Point-based annotation records
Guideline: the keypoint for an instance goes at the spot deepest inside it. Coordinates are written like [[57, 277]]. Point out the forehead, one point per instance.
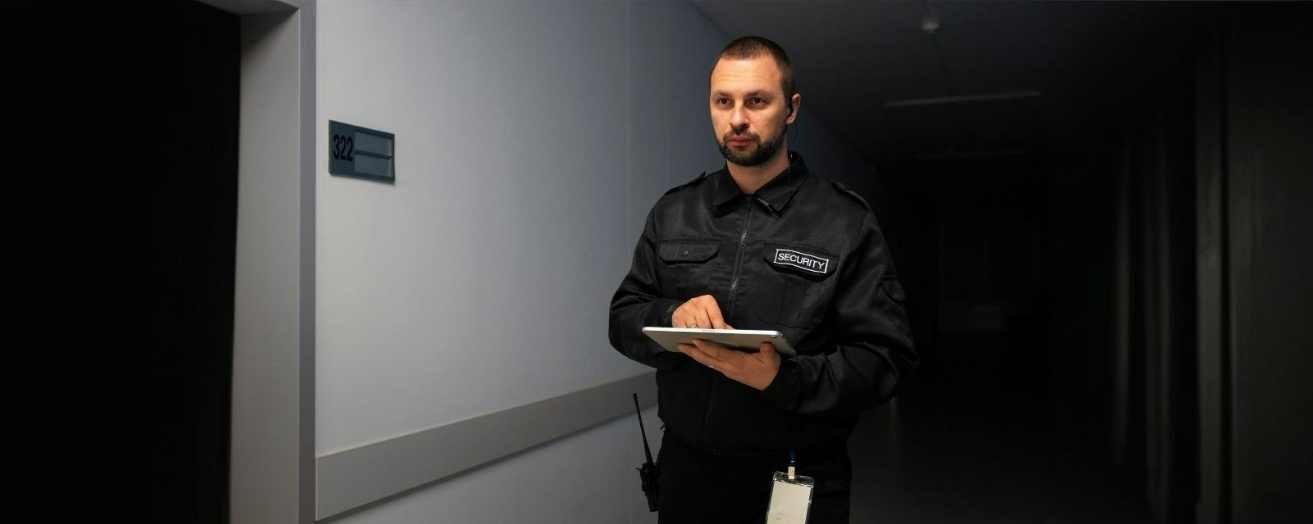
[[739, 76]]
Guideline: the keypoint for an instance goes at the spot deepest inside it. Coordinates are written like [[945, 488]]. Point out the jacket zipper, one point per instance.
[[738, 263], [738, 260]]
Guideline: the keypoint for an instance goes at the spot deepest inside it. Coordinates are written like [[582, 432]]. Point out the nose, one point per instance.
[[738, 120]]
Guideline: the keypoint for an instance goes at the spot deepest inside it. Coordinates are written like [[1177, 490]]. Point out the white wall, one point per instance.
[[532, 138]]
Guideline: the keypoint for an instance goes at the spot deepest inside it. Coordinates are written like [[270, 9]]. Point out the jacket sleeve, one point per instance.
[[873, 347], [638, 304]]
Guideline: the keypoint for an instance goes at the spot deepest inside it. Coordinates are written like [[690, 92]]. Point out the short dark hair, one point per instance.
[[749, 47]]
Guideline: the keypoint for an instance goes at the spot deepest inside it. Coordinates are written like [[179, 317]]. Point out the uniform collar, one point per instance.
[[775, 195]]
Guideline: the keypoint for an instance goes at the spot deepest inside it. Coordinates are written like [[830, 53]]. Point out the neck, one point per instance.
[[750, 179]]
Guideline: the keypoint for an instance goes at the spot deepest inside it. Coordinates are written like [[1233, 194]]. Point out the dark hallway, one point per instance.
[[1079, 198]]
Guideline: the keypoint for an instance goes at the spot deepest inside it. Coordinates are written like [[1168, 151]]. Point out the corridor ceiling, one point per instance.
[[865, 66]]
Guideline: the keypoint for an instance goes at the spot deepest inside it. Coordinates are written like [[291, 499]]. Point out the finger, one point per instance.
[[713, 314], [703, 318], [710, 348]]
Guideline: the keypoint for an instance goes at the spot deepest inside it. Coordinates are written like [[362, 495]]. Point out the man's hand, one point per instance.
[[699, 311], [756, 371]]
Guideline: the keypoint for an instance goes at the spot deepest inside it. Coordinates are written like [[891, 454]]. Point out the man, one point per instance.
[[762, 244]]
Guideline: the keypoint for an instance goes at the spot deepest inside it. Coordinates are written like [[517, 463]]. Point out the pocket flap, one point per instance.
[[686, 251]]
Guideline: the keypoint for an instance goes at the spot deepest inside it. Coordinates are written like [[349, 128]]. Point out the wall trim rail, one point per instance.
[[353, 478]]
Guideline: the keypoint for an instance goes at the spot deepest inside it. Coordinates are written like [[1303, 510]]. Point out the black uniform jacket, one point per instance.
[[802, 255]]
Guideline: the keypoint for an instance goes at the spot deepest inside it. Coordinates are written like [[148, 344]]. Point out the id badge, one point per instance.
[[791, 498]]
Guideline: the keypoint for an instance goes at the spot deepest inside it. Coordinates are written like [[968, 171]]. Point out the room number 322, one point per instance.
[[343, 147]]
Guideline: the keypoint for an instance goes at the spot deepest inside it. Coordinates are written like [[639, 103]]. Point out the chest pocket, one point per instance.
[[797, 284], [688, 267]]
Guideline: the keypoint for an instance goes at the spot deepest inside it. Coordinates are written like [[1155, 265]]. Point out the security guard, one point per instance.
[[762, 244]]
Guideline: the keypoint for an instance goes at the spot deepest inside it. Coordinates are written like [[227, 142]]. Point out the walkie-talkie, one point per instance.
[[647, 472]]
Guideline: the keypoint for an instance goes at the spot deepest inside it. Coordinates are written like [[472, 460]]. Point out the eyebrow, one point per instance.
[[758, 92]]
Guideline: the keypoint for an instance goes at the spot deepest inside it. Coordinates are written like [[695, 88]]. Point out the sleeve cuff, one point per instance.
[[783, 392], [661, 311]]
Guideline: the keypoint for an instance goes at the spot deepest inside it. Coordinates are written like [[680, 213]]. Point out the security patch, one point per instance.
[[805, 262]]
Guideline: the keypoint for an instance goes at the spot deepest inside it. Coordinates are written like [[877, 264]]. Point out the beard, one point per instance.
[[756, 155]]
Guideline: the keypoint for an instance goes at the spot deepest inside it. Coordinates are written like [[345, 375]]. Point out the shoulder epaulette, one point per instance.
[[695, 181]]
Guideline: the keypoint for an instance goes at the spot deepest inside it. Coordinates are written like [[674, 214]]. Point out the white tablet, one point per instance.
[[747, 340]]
==
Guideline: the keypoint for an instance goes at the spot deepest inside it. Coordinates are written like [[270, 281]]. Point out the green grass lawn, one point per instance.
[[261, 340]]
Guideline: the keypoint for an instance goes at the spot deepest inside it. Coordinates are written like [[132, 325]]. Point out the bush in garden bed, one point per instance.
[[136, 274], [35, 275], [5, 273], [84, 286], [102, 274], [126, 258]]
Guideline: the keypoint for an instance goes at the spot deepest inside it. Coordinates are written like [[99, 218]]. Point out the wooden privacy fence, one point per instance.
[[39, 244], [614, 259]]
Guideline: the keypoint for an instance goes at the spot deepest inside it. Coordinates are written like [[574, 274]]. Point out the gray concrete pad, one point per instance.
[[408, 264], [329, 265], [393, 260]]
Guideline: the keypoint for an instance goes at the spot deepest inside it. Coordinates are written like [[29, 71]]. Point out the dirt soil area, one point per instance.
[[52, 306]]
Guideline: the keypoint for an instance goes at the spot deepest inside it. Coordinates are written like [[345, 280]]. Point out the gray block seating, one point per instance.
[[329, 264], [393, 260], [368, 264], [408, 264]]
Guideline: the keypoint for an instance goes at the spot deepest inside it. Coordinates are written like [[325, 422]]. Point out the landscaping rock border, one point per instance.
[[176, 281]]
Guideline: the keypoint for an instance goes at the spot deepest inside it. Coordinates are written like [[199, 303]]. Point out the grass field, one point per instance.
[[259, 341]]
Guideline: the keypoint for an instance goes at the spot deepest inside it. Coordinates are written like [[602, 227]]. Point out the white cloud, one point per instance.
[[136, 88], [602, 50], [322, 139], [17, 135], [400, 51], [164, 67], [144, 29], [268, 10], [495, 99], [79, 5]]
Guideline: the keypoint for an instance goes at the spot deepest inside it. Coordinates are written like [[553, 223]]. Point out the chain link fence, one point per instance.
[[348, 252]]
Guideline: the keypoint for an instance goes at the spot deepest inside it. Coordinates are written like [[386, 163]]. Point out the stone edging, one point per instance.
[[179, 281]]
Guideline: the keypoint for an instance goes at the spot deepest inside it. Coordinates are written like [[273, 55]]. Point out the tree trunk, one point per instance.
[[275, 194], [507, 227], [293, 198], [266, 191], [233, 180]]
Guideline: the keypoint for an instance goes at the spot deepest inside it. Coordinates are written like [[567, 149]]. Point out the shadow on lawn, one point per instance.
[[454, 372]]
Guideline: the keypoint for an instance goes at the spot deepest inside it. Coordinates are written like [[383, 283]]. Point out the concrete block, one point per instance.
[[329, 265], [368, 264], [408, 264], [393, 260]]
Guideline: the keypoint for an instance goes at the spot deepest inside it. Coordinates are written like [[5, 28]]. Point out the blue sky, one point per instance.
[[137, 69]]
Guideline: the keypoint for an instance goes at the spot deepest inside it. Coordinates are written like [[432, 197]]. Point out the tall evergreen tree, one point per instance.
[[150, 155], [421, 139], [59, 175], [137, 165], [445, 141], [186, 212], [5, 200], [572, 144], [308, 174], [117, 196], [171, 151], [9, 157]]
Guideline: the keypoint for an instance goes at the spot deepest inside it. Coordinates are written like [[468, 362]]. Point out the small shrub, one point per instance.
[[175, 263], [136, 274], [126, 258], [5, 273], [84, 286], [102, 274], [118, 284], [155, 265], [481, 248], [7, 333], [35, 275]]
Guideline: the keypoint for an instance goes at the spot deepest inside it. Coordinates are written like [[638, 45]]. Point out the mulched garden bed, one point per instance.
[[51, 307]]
* * *
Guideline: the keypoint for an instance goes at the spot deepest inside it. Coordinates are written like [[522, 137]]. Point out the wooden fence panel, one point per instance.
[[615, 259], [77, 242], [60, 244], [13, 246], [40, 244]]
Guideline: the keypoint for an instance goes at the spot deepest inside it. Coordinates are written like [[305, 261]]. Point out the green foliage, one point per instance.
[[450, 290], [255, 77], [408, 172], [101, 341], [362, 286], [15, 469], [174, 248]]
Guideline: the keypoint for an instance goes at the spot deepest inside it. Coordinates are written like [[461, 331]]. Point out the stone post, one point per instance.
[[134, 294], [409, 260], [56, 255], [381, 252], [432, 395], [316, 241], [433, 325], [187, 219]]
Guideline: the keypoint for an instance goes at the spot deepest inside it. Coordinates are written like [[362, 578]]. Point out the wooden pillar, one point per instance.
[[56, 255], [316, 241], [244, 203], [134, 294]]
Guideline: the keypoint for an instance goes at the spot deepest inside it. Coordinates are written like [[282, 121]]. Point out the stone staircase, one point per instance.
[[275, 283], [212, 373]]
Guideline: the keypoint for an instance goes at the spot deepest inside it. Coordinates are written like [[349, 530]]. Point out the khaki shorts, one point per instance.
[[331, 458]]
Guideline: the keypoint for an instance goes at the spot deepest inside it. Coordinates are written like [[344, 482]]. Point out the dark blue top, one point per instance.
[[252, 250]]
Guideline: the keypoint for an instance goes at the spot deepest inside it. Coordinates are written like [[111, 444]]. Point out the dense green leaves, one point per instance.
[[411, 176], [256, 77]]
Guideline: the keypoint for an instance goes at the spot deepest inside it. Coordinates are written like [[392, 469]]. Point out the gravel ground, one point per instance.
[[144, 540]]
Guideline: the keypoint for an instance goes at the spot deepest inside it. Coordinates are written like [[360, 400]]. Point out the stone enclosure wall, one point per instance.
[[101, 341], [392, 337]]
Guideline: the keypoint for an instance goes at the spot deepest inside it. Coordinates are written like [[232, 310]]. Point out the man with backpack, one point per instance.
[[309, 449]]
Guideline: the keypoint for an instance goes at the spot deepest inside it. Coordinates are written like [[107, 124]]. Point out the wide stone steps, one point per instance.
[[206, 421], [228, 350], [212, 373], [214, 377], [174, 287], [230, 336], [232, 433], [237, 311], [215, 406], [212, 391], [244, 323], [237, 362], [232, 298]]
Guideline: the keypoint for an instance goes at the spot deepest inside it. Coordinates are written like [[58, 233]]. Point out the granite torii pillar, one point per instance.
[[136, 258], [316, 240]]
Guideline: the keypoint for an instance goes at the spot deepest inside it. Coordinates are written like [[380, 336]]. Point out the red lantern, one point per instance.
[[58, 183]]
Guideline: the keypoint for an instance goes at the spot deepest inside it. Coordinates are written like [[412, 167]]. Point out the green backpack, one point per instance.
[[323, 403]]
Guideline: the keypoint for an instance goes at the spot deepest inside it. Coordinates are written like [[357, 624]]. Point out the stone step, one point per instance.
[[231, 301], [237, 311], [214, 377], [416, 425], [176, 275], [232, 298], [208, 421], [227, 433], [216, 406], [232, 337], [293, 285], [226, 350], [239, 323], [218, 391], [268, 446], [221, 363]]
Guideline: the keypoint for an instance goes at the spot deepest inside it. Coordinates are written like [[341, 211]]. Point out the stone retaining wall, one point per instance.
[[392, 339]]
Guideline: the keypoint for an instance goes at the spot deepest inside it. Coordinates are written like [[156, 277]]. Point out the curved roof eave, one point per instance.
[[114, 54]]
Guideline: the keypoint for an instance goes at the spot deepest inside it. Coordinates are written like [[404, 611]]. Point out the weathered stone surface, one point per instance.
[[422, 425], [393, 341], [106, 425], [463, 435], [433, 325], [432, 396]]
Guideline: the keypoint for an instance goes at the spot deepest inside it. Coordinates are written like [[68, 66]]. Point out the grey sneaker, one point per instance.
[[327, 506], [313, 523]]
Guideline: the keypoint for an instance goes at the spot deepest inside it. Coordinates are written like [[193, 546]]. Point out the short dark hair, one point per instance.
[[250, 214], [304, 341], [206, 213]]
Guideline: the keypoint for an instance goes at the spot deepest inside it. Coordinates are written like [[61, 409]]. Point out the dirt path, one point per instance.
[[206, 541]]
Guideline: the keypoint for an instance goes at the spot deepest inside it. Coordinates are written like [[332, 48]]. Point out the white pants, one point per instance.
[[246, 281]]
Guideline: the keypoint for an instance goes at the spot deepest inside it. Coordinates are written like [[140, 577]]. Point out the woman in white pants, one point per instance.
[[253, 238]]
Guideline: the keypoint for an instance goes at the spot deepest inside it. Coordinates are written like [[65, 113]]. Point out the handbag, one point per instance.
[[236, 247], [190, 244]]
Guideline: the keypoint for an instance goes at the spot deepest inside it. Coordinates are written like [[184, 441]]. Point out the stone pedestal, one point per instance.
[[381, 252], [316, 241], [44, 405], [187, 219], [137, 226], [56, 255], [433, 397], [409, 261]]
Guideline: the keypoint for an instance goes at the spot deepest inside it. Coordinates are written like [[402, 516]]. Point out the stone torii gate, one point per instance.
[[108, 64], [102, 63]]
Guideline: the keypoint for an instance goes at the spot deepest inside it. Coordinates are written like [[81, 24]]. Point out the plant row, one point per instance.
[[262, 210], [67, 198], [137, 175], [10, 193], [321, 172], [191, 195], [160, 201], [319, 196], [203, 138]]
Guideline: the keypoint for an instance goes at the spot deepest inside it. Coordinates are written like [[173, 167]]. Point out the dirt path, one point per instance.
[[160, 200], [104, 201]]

■ **Stated problem**: Rewrite the records from the line with "area, one point per instance." up to and including the line with "[[52, 306]]", shifting every coordinate in the answers by 148 and leaving the requests and their sample coordinates unchanged.

■ **Correct answer**:
Guideline: the keypoint for an instance goes at the spot deepest inside it. Coordinates are written like [[29, 71]]. Point out the dirt soil area, one point per instance.
[[200, 454]]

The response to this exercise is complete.